Segment Start: Available data
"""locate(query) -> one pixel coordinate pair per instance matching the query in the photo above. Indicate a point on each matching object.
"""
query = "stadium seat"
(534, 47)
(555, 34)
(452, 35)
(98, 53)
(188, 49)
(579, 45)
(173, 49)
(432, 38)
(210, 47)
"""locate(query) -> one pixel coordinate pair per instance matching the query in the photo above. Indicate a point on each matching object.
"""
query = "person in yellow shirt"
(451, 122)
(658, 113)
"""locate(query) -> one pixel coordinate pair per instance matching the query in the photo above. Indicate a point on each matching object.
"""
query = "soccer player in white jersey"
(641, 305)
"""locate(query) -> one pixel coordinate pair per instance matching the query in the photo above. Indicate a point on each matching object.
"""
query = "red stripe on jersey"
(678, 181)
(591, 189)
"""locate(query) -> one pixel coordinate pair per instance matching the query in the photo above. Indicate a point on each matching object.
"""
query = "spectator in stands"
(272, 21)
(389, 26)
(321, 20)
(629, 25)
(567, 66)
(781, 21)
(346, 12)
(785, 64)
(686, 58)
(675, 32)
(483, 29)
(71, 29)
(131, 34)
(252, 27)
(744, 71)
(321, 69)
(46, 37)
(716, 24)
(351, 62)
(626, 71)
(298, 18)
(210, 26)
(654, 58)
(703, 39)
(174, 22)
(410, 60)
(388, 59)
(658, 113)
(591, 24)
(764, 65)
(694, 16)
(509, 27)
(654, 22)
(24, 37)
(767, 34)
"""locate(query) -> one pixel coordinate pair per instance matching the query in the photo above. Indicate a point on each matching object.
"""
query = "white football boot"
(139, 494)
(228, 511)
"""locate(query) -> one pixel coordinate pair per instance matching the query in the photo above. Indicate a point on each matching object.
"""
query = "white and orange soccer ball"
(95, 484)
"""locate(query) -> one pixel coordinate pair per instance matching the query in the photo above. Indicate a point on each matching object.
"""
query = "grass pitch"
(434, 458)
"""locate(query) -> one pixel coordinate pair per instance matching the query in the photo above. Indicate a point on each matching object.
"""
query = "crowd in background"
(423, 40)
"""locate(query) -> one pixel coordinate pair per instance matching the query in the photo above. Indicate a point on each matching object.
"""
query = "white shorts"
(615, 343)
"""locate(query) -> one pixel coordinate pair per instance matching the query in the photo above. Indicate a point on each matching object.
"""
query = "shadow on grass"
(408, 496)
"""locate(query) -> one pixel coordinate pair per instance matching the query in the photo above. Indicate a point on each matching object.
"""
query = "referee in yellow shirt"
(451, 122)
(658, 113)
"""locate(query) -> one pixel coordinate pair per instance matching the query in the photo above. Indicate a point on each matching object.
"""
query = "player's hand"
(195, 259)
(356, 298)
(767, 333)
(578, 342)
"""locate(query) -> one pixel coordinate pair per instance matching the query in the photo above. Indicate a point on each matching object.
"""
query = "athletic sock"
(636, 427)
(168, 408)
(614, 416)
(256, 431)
Segment End: Available data
Restate the material word for word, keeping every line intact.

"""locate(query) -> one pixel coordinate pair per instance matching the query in the photo above. Indicate a point on each matching object.
"""
query = "stadium seat"
(534, 47)
(555, 34)
(452, 35)
(98, 53)
(188, 49)
(579, 45)
(173, 49)
(432, 38)
(210, 47)
"""locate(query) -> one pixel coordinate pair per instance matching the query in the photo above. Indicate a point on each matching object.
"""
query = "person in yellow shirt"
(451, 122)
(658, 113)
"""locate(query) -> one pixel coordinate pair per instance matching the query in the photo above. Indicate a point on each matching object.
"""
query = "soccer player in white jersey"
(641, 305)
"""locate(query) -> one pixel coordinate pair per instance matching the query in the photo above. Indicate a point on each matching object.
"""
query = "red stripe on jersey"
(678, 181)
(591, 189)
"""locate(query) -> one pixel coordinate pair per instance matching the query in the photo above. Indicate a point on each matching object.
"""
query = "spectator in stands"
(272, 21)
(389, 26)
(321, 20)
(629, 25)
(567, 66)
(781, 21)
(346, 12)
(785, 64)
(686, 58)
(675, 32)
(483, 29)
(71, 29)
(131, 34)
(252, 27)
(744, 71)
(321, 69)
(46, 37)
(716, 24)
(351, 62)
(626, 71)
(298, 18)
(210, 26)
(654, 58)
(703, 39)
(174, 22)
(410, 60)
(388, 59)
(658, 113)
(591, 24)
(764, 65)
(694, 16)
(509, 27)
(654, 22)
(24, 37)
(767, 34)
"""locate(query) -> one pixel coordinate pair per instance matching the query in the photo above. Indicate a point on each matching object.
"""
query = "white football boot"
(139, 494)
(228, 511)
"""locate(query) -> one pixel coordinate pair per instance matching the query in the photo above. Indicate a point on each matching object.
"""
query = "white and orange soccer ball"
(95, 484)
"""locate(query) -> one pixel coordinate pair per instance matching the query in the photo above. Indicate a point on each matching object.
"""
query = "grass pitch"
(434, 458)
"""locate(query) -> one pixel coordinate pair per instance matching the query in the photo above. Indicate a point on each matching object.
"""
query = "crowd in background"
(423, 40)
"""locate(query) -> one pixel coordinate pair per instance matching the query in the photo above. Indicate a point on each matching object.
"""
query = "white shorts"
(615, 343)
"""locate(query) -> one pixel coordinate pair per instance matching the query in the photo above. Indicate a point on each matching object.
"""
query = "shadow on grass"
(408, 496)
"""locate(query) -> one pixel coordinate pair per instance matching the query in the photo above. Indicate a point on each matching object.
"""
query = "referee in yellow shirt"
(451, 122)
(658, 113)
"""locate(query) -> one pixel coordinate pair per instance matching the query in the photo above. Indicate a point on each matching object.
"""
query = "player's hand"
(195, 259)
(356, 298)
(767, 333)
(578, 342)
"""locate(query) -> one pixel coordinate pair per instance matching the query in the photo above. Indicate a point on each matching object.
"""
query = "athletic sock"
(636, 427)
(168, 408)
(614, 416)
(256, 431)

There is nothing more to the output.